Copy exactly. Begin at the line containing "dishwasher handle in the photo above." and stop at the last line of the entries, omitting any pictures.

===== Dataset records =====

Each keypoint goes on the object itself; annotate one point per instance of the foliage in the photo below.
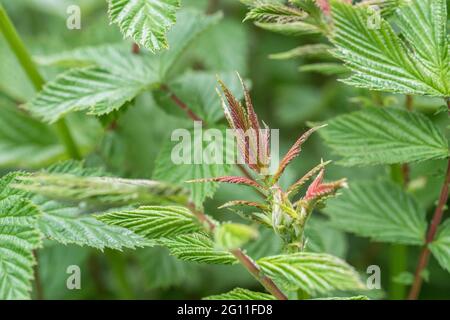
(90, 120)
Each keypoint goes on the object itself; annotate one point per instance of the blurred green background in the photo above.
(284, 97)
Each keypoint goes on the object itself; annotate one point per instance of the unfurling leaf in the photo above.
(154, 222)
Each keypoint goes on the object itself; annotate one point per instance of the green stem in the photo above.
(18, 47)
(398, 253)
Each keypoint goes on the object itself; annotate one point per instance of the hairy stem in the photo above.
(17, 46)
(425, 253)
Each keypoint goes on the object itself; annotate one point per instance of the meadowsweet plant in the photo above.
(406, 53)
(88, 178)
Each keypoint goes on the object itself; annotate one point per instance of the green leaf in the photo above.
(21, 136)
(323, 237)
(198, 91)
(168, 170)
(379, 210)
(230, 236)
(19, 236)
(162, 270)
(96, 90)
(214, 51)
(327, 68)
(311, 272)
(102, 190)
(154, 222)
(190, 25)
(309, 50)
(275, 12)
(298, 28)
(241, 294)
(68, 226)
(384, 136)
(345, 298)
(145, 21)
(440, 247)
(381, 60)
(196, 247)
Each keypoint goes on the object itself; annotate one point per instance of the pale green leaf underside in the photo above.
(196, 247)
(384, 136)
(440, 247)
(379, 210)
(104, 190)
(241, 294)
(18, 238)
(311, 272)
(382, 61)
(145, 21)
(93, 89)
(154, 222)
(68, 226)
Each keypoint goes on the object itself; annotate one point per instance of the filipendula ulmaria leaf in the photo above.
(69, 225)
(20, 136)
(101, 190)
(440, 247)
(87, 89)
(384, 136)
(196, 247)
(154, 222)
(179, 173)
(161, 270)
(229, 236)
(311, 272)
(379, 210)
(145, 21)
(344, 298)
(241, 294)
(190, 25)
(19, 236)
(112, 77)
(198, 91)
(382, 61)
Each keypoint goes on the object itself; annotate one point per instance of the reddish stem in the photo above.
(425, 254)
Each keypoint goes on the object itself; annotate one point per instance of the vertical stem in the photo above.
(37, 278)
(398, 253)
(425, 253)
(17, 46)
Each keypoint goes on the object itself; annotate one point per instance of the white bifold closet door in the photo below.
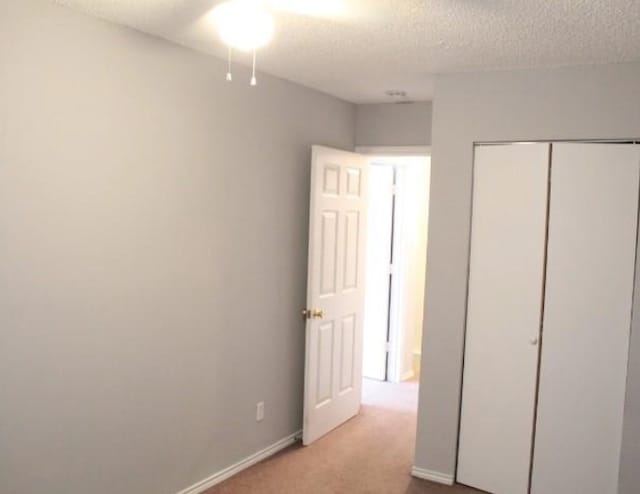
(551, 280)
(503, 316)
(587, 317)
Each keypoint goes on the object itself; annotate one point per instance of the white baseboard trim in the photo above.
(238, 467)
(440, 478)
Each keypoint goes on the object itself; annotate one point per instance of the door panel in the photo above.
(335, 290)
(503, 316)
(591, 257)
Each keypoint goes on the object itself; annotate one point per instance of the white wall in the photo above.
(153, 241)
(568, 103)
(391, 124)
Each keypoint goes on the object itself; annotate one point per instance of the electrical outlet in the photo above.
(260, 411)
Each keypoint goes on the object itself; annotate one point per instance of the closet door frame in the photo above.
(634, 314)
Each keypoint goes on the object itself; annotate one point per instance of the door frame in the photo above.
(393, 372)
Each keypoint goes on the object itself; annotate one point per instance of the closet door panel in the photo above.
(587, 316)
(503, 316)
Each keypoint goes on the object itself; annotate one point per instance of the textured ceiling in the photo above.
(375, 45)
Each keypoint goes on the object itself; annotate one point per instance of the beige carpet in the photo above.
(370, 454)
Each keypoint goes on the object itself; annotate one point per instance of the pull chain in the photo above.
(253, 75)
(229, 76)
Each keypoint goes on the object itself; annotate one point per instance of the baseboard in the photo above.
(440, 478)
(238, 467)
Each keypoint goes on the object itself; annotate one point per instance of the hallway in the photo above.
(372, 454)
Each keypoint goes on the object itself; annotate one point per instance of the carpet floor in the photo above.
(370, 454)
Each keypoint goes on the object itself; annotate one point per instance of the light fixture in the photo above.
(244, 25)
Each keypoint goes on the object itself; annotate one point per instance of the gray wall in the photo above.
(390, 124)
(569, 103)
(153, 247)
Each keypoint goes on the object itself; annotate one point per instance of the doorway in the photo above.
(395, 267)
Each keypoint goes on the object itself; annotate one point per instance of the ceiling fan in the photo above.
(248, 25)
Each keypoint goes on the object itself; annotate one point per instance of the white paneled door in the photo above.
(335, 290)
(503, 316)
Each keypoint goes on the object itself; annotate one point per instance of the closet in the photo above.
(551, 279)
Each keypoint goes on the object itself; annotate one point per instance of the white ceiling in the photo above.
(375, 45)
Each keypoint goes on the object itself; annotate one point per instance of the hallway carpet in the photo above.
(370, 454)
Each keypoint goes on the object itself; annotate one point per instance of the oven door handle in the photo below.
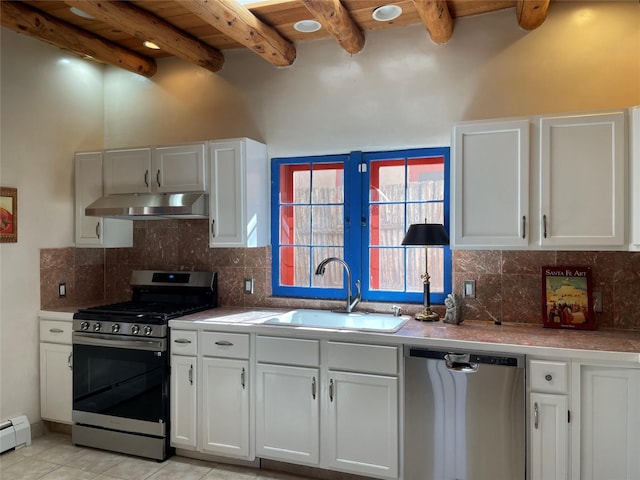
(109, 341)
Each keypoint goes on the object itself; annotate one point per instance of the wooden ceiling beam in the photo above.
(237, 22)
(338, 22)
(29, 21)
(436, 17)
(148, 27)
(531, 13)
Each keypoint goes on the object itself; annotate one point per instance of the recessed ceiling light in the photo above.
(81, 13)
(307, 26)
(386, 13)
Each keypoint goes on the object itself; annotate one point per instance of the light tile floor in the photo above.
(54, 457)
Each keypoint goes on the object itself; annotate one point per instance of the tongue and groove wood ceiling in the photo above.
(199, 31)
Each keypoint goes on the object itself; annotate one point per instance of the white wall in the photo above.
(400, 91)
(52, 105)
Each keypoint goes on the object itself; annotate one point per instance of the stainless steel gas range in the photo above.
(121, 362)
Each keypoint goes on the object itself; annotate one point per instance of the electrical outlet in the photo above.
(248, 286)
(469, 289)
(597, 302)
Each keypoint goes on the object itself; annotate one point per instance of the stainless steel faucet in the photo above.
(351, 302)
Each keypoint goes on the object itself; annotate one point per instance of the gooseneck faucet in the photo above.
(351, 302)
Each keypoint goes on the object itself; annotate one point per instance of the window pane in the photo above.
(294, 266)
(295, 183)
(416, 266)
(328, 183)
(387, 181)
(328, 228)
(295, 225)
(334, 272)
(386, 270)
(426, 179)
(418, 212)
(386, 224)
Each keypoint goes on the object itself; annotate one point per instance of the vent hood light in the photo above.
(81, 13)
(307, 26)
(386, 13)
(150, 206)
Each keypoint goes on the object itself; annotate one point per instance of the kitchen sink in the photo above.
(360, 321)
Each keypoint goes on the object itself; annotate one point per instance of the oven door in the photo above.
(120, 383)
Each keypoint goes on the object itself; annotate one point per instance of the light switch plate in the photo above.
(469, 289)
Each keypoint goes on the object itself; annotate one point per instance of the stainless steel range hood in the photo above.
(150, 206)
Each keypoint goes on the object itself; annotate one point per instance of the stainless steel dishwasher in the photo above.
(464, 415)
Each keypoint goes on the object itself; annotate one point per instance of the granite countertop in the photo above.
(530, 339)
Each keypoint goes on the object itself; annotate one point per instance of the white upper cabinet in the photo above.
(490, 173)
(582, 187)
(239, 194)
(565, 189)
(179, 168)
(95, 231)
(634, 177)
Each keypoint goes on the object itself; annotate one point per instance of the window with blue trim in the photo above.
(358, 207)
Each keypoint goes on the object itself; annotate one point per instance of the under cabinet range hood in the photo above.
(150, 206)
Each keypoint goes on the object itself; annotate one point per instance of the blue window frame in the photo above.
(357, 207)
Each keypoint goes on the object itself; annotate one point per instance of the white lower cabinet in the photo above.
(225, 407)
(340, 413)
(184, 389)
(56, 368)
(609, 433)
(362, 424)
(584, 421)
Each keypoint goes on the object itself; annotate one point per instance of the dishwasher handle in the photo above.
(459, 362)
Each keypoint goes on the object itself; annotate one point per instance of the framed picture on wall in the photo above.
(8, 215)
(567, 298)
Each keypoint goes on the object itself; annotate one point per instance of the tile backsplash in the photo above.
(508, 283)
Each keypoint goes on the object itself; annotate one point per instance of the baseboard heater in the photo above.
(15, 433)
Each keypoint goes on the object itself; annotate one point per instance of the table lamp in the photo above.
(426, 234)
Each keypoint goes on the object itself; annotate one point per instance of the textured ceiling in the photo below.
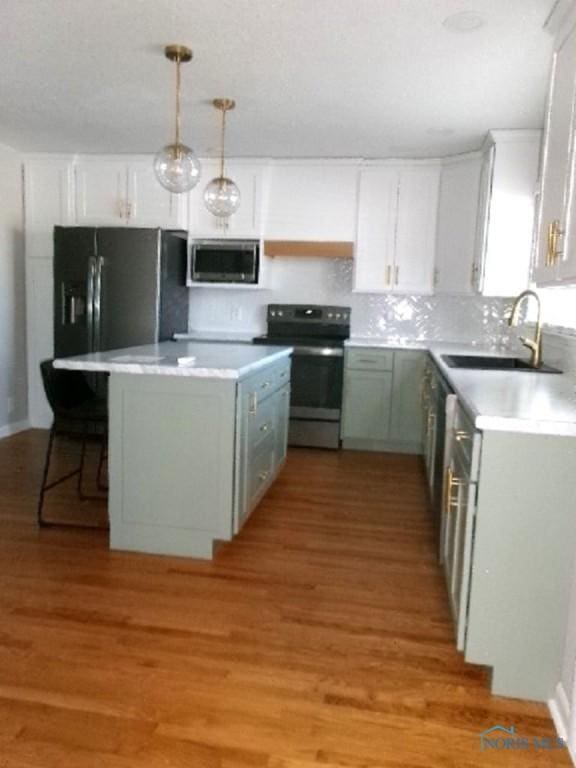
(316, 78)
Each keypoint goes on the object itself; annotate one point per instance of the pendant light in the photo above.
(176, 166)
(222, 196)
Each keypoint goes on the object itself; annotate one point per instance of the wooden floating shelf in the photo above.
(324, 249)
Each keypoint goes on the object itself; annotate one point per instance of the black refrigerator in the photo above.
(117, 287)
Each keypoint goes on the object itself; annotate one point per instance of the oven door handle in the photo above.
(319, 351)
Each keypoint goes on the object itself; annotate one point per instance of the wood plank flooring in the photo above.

=====

◆ Response box
Each keypoint goes on the object itself; annotate one point per instance of the dishwasher handle in the photo above.
(459, 362)
Each keypoint goes on the object itself; annotate one point per instance of the framed picture on wall in the photo above.
(8, 215)
(567, 298)
Each keypoint goes on the object itself; annotate one point per instance of the tile backsplash in the photo above.
(508, 283)
Each keypoint goes on the object itself; annotate one point per instance of the baseboard heater in the photo above.
(15, 433)
Each keypoint goes on the object itself; annotate one point per instance of the table lamp in the photo above.
(426, 234)
Each keypoint goes on the object itself; annotate one point per instance of the textured ceiling in the photo below.
(316, 78)
Each keypoint goes on the object itself; annotate one point per instance of the pendant light in the photo above.
(176, 166)
(222, 196)
Each keypoint goes on the object itself; annotate one point per instance of the wooden floating shelf in the photo above.
(324, 249)
Each keypoint goes on the object itself; annotate one point per instance of the black refrigerator in the photo above.
(117, 287)
Each keypoint goes on the object itself; annotate one point per instance of the oven door handle in the photo above.
(319, 351)
Each keypoint goes on the object itself; annotate one point per instance of the wood plank flooring in the photo above.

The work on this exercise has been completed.